Brief 1:
Please extract every line of the records below that contains the word "head".

Extract to read:
With a waning gibbous moon high in the southwest, brilliant morning star Venus shines during morning twilight from the southeast. Jupiter is emerging from its solar conjunction. Find a clear horizon to see Jupiter.
This morning the Venus-Jupiter gap is nearly 23 degrees. Venus passes Jupiter on January 22. The conjunction gap is about 2.4 degrees. Watch the separation close during the opening days of the new year.
With a bright waning gibbous moon in the west, Jupiter joins brilliant Morning Star Venus in the southeastern sky. Venus passes Jupiter in a widely-spaced conjunction on January 22. Watch Venus close the gap during the next month.
On January 20, observers across North America see a total lunar eclipse. Unlike a total solar eclipse that is only visible for a few minutes from a narrow strip of ground, a lunar eclipse is visible everywhere the moon is above the horizon. That’s from half the planet. Another difference is that the light of a lunar eclipse is safe to view.

Exercise data:
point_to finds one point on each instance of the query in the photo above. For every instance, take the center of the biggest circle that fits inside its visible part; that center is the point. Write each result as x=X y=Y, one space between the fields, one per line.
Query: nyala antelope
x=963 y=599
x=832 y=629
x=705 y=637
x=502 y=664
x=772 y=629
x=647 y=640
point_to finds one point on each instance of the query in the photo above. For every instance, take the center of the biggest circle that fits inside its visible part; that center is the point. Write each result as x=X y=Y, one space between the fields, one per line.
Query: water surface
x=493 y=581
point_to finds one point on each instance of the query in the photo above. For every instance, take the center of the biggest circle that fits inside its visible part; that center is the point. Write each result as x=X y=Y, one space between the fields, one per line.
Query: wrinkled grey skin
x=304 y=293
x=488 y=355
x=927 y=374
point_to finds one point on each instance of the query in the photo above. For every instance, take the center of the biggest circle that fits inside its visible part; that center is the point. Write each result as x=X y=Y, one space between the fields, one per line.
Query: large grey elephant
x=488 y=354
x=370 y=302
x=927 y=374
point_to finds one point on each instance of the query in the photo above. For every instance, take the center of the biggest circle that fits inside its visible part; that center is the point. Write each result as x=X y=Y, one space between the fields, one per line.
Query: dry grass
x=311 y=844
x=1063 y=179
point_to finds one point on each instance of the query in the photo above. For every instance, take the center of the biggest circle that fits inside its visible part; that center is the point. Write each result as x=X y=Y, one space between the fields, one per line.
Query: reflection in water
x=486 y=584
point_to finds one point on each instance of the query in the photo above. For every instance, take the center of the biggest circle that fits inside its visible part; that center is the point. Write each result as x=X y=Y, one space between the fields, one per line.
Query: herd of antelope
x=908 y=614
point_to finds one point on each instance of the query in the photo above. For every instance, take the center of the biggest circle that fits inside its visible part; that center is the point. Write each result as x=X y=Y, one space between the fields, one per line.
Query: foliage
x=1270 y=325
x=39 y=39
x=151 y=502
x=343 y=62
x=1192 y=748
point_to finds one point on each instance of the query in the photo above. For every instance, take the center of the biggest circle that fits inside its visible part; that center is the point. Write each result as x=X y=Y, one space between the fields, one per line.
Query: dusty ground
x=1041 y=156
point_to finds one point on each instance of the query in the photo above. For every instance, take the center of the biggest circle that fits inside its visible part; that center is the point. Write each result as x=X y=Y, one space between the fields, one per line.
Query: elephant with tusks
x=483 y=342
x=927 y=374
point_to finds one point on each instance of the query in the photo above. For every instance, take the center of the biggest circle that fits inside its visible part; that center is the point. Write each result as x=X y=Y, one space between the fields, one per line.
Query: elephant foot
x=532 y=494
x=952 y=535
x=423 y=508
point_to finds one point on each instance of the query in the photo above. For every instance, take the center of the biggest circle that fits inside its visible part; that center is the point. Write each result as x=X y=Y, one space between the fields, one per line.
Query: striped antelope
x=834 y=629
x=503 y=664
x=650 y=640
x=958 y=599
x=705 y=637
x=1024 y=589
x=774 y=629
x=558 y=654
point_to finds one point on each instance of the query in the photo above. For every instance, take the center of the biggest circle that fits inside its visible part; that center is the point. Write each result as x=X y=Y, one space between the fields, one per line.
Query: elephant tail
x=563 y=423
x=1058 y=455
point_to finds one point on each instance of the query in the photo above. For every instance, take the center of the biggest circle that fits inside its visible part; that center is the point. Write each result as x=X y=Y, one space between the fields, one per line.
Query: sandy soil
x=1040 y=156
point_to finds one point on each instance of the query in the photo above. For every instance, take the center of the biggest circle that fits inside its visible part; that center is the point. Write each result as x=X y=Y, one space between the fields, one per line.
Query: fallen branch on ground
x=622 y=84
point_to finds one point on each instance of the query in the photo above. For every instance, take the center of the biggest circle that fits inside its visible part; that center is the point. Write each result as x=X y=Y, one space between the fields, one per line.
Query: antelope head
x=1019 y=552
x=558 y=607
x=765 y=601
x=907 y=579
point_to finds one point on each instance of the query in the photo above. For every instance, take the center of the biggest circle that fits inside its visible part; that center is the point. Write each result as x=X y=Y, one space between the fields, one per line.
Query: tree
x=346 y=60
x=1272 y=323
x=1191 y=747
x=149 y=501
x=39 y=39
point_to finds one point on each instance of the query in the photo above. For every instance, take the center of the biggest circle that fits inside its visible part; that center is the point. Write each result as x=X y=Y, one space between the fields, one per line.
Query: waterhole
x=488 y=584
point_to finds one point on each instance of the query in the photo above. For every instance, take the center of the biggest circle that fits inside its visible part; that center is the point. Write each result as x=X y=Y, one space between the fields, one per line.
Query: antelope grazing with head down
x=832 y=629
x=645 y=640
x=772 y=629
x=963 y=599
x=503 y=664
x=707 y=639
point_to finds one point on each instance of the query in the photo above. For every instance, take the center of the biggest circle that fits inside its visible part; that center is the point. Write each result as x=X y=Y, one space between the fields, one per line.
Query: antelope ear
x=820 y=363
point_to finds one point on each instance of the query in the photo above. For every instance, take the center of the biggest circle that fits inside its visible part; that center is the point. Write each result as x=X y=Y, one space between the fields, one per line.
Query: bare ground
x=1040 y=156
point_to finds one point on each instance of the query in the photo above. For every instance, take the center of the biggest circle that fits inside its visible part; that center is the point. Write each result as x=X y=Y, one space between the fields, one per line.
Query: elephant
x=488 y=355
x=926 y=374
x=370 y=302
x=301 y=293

Brief 2:
Write out the part of the Venus and Jupiter sky note above starting with "This morning the" and going on through "the next month.".

Written solution 1:
Query: antelope head
Query: antelope grazing with head down

Written solution 2:
This morning the Venus-Jupiter gap is nearly 23 degrees. Venus passes Jupiter on January 22. The conjunction gap is about 2.4 degrees. Watch the separation close during the opening days of the new year.
With a bright waning gibbous moon in the west, Jupiter joins brilliant Morning Star Venus in the southeastern sky. Venus passes Jupiter in a widely-spaced conjunction on January 22. Watch Venus close the gap during the next month.